What is needed
The answer must be every line below that contains the string "ceiling".

Saved data entries
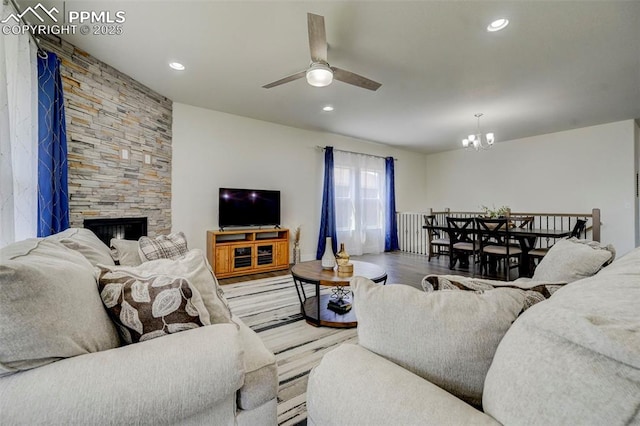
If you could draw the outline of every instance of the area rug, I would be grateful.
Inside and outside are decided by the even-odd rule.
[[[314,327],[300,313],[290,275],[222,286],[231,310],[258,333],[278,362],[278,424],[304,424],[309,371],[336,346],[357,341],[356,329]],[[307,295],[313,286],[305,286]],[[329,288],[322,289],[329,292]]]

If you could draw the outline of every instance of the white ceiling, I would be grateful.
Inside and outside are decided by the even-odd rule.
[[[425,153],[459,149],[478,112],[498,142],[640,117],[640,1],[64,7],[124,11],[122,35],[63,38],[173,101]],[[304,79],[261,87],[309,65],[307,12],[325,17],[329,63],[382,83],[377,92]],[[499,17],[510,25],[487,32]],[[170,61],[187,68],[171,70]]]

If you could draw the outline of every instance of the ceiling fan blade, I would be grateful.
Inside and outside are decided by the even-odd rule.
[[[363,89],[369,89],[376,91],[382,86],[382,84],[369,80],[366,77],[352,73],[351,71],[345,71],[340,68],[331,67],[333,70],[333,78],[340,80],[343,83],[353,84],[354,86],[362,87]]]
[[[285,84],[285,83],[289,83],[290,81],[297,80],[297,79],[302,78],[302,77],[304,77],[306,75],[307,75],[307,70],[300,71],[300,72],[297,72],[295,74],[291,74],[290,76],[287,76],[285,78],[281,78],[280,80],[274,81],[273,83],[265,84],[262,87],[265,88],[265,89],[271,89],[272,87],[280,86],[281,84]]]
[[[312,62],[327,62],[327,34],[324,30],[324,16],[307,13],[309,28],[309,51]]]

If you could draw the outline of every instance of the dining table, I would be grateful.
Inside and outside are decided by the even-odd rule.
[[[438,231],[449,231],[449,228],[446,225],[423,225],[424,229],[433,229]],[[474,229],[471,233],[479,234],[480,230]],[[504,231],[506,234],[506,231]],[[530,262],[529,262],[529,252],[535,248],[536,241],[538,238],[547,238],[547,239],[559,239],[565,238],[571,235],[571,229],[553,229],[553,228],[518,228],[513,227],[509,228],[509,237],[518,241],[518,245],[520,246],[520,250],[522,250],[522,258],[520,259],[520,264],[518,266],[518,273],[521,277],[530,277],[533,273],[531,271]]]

Result
If you could draw the outline of every instance of the white ceiling, I would be grateful.
If you could draw the outline of every instance of the ceiling fan blade, I would be grateful.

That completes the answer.